== TASK PROMPT ==
Identify each line in the records below that contains the string "lamp", and copy those lines. Matching is case-sensitive.

== EXTRACTED DATA ==
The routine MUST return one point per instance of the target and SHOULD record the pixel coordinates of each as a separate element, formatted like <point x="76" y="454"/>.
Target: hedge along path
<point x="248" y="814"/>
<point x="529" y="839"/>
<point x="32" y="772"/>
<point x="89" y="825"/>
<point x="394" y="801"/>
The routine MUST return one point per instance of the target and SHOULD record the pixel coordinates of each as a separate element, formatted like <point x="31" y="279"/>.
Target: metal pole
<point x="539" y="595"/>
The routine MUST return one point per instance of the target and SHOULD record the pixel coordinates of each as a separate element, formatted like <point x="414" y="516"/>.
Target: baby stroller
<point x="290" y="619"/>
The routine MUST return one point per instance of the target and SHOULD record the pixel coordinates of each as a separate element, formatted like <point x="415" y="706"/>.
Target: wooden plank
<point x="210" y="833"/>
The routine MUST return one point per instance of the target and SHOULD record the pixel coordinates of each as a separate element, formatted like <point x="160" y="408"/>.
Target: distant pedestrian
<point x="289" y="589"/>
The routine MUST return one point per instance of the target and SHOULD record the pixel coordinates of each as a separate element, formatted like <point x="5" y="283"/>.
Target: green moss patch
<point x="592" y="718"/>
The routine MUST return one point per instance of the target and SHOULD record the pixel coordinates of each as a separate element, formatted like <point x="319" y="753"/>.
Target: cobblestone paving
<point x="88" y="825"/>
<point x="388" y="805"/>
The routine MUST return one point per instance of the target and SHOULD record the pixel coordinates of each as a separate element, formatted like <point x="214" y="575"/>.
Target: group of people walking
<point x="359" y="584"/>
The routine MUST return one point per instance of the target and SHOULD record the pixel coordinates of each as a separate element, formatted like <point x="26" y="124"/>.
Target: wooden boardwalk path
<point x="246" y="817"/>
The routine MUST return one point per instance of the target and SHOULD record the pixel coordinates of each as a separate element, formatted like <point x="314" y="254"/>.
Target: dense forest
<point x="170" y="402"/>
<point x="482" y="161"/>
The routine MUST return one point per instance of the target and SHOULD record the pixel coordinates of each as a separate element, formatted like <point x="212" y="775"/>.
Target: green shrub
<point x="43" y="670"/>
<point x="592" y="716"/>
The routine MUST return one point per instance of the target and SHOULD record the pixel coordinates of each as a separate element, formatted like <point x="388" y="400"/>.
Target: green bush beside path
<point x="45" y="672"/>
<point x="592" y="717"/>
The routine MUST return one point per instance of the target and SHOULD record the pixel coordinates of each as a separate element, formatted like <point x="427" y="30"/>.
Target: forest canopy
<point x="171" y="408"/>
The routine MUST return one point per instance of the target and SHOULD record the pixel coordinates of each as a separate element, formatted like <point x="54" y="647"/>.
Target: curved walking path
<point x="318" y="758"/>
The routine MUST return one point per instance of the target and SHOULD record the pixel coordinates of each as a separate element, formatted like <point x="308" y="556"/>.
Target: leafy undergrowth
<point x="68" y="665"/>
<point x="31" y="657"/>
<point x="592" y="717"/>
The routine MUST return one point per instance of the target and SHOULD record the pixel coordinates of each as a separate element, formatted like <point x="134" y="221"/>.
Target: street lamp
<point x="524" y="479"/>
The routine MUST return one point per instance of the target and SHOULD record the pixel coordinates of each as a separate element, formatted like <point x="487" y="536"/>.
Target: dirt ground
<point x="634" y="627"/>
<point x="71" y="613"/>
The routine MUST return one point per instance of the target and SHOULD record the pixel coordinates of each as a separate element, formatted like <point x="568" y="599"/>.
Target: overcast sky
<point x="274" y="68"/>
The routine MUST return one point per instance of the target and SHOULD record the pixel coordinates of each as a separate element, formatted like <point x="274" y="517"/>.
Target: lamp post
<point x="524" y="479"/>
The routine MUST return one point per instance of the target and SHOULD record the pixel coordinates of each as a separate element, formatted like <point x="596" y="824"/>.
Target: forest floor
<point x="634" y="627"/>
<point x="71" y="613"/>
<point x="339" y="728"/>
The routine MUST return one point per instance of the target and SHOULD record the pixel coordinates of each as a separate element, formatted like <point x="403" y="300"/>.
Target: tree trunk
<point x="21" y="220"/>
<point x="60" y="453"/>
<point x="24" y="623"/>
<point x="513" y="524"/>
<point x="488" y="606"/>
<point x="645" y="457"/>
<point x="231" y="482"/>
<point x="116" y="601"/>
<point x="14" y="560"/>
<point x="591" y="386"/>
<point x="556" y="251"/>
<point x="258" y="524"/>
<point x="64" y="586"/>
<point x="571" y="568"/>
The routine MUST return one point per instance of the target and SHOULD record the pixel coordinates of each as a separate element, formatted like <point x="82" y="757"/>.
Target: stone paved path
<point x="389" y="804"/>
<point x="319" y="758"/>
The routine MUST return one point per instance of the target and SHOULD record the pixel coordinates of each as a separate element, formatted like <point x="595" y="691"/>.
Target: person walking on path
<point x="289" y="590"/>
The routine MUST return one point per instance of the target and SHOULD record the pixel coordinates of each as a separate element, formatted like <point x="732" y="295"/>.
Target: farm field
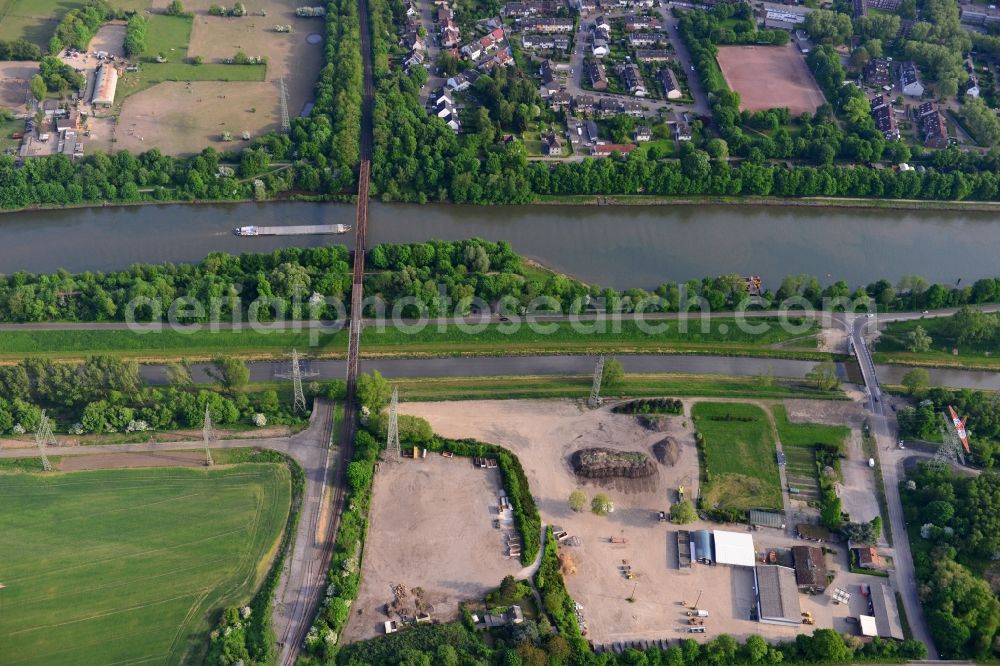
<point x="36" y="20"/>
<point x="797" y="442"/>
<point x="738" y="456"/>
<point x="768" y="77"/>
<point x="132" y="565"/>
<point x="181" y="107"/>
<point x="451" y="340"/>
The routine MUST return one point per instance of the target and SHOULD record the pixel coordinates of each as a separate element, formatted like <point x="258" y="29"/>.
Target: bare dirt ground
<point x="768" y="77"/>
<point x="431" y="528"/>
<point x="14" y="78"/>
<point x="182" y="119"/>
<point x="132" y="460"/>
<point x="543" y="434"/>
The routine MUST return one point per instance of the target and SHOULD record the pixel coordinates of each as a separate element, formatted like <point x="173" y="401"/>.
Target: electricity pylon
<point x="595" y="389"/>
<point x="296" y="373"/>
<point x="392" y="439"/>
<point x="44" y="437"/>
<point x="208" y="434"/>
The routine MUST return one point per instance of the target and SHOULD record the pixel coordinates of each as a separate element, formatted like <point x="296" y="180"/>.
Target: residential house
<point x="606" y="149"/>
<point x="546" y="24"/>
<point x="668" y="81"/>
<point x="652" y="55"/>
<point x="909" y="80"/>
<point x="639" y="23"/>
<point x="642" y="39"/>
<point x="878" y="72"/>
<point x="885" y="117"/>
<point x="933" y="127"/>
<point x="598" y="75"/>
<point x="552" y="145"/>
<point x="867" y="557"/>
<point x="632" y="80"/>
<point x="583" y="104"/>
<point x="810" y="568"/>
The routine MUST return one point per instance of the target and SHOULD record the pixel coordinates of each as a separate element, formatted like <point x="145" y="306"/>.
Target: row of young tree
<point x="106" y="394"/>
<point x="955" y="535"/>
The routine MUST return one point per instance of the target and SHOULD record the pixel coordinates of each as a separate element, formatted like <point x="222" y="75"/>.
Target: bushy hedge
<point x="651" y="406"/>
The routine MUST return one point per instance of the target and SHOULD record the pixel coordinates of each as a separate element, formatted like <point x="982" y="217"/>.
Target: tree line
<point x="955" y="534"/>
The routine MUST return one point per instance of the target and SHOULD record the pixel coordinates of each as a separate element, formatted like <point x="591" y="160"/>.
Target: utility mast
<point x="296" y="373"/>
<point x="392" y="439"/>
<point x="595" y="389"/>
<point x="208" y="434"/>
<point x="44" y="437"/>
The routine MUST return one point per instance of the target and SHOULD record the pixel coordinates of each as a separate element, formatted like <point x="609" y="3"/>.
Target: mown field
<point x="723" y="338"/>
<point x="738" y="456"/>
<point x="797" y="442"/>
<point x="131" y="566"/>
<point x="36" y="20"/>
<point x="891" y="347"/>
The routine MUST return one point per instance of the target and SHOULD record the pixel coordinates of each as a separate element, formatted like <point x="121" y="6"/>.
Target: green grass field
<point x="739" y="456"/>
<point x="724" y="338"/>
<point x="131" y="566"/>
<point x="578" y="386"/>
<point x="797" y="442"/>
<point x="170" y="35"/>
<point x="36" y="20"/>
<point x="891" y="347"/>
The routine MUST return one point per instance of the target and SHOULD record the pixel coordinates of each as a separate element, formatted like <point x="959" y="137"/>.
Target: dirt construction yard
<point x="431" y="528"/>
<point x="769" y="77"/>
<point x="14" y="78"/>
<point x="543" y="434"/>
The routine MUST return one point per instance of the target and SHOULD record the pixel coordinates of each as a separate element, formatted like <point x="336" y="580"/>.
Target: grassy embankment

==

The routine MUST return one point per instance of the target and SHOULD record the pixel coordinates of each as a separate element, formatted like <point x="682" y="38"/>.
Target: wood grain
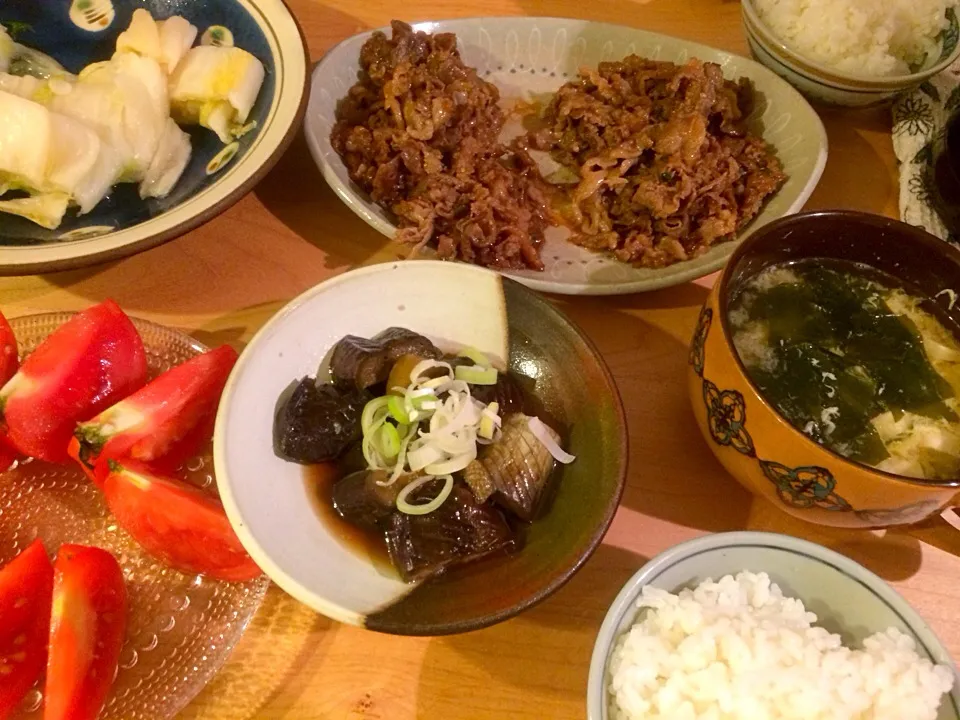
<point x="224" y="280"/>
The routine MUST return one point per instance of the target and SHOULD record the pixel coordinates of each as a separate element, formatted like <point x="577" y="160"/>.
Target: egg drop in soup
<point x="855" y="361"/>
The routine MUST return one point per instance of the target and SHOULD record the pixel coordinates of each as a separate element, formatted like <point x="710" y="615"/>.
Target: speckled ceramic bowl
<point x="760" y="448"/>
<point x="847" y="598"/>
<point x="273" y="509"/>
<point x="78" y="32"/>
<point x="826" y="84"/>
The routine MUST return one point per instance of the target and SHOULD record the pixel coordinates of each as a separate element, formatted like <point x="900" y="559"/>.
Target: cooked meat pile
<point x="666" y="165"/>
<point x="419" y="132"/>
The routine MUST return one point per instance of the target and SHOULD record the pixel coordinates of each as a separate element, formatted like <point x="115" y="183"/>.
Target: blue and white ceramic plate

== CORRECT OUTPUT ==
Target: street lamp
Target: lamp post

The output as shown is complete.